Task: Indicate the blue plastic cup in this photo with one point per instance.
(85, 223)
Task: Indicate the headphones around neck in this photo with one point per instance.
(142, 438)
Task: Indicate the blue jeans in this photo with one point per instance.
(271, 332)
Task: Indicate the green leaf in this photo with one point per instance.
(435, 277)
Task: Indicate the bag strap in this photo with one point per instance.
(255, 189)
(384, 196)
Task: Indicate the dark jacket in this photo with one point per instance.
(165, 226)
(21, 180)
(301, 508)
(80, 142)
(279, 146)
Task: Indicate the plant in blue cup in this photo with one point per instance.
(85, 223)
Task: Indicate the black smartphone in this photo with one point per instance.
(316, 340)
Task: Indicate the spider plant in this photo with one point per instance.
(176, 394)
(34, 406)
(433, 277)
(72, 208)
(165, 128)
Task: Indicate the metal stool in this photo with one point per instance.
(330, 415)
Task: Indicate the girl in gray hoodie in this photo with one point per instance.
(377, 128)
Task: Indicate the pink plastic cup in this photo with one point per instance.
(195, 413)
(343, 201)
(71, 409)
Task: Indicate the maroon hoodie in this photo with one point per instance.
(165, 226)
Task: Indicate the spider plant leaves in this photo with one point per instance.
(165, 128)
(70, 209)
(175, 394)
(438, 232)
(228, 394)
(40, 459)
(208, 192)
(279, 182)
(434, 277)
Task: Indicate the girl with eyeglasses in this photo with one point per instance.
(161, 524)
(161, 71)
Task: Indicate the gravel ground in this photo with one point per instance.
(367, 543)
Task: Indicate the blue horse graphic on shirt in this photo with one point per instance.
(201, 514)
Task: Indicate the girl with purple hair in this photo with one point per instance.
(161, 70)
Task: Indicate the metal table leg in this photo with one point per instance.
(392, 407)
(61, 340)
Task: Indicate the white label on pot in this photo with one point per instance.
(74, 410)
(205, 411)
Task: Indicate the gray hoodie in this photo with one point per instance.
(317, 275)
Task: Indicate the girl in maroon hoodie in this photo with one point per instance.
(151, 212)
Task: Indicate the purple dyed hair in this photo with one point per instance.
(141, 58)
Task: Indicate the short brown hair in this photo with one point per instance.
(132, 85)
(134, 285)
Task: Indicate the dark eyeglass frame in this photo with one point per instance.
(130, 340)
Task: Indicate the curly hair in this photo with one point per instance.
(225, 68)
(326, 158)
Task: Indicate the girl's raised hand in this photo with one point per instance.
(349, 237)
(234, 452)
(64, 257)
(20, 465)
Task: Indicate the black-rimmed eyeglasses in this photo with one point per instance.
===
## Objective
Please render the lines above as a JSON list of strings, one string per line, leaving out any blank lines.

## Worked solution
[
  "Task: Indicate the blue plastic cup in this photo with one point per instance.",
  "(85, 223)",
  "Task: Indicate the headphones around neck in this photo with one point per instance.",
  "(142, 438)",
  "Task: Indicate the blue jeans in this photo with one point per instance.",
  "(271, 332)",
  "Task: Indicate the green leaf in this photo with one point per instance.",
  "(435, 277)",
  "Task: Indicate the bag strap in this photo with one point per instance.",
  "(255, 189)",
  "(384, 196)",
  "Task: Indicate the dark jacket in this photo with one point per instance.",
  "(165, 226)",
  "(21, 180)",
  "(301, 508)",
  "(80, 142)",
  "(279, 146)",
  "Task: Indicate the plant in blue cup in this photo with one point per instance.",
  "(85, 223)",
  "Task: Indicate the black smartphone in this photo with one point per instance.",
  "(316, 340)",
  "Task: Indicate the spider plant in this photo with one point per instance.",
  "(176, 394)",
  "(34, 406)",
  "(433, 277)",
  "(72, 208)",
  "(165, 128)",
  "Task: Indicate the metal stool in this photo with one point per instance.",
  "(330, 415)",
  "Task: Indicate the girl in gray hoodie in this photo with one point per instance.",
  "(377, 128)",
  "Task: Indicate the pink plastic cup in this photo with one point per instance.",
  "(195, 413)",
  "(343, 201)",
  "(71, 409)",
  "Task: Indicate the maroon hoodie in this photo with one point per instance.",
  "(165, 226)",
  "Task: Indicate the spider plant leaves in this photo with one point per instance.",
  "(165, 128)",
  "(70, 209)",
  "(175, 394)",
  "(438, 232)",
  "(228, 394)",
  "(40, 459)",
  "(208, 192)",
  "(279, 182)",
  "(434, 277)",
  "Task: Indicate the girl with eyeglasses in this photo with one point per instance.",
  "(161, 524)",
  "(161, 71)",
  "Task: Indicate the gravel ground in this photo with one point per instance.",
  "(367, 543)",
  "Task: Indicate the blue horse graphic on shirt in this photo with one point per instance.",
  "(201, 514)",
  "Task: Indicate the girl with purple hair in this photo with one point per instance.",
  "(161, 70)",
  "Task: Indicate the metal table leg in this photo with one point per instance.",
  "(392, 407)",
  "(61, 340)",
  "Task: Indicate the white label on pot in this photo with one point per instance.",
  "(74, 410)",
  "(205, 411)",
  "Task: Indicate the gray hoodie in this photo with one point per instance.",
  "(317, 275)",
  "Task: Indicate the girl in maroon hoodie in this photo with one point per instance.",
  "(151, 212)",
  "Task: Indicate the purple dyed hair in this photo with one point per instance.",
  "(141, 58)",
  "Task: Indicate the short brown hair in this photo with one point per instance.",
  "(132, 85)",
  "(134, 285)",
  "Task: Indicate the dark eyeglass frame in this photo with one point per instance.",
  "(130, 340)",
  "Task: Indicate the curly hair in this photo with one point per instance.",
  "(225, 68)",
  "(326, 158)",
  "Task: Indicate the girl's raised hand in this photo with one point per instance.",
  "(349, 237)",
  "(234, 452)",
  "(64, 257)",
  "(20, 465)",
  "Task: Indicate the black-rimmed eyeglasses in this photo with one point per instance."
]